[[ Records shown open ]]

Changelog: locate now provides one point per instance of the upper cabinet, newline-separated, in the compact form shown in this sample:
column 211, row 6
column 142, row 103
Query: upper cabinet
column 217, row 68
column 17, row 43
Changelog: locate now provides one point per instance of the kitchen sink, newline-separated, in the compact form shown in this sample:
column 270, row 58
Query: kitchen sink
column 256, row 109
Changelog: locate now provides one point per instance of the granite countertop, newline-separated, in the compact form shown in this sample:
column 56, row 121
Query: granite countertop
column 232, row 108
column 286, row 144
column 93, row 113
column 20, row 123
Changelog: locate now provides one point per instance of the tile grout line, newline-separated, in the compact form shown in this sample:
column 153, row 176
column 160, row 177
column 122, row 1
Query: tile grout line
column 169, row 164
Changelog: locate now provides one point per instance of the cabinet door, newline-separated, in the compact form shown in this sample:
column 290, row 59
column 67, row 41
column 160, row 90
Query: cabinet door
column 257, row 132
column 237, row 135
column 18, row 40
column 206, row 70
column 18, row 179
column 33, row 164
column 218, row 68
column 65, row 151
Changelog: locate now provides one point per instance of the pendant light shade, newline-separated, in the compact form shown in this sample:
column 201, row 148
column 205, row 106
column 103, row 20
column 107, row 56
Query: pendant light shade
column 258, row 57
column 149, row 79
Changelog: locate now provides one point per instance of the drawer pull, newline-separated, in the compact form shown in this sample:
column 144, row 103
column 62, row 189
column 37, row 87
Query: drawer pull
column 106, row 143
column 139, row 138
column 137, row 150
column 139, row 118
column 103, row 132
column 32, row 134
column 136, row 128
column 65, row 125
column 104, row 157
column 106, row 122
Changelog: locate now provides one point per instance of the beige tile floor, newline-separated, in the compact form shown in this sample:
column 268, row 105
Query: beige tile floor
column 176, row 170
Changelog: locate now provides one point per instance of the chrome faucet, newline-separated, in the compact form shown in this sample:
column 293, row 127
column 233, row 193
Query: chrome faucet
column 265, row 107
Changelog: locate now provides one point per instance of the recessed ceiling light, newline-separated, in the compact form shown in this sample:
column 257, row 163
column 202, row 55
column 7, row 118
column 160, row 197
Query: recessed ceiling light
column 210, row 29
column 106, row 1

[[ Records shown closed ]]

Repeat, without changes, every line from the one that contains "column 233, row 193" through the final line of the data.

column 233, row 193
Query: chrome faucet
column 265, row 107
Changelog: locate now provides one point per instance of the recessed ceiling light, newline-separated, in the compact form shown in this sample:
column 257, row 163
column 202, row 55
column 7, row 118
column 160, row 197
Query: recessed ceiling light
column 210, row 29
column 106, row 1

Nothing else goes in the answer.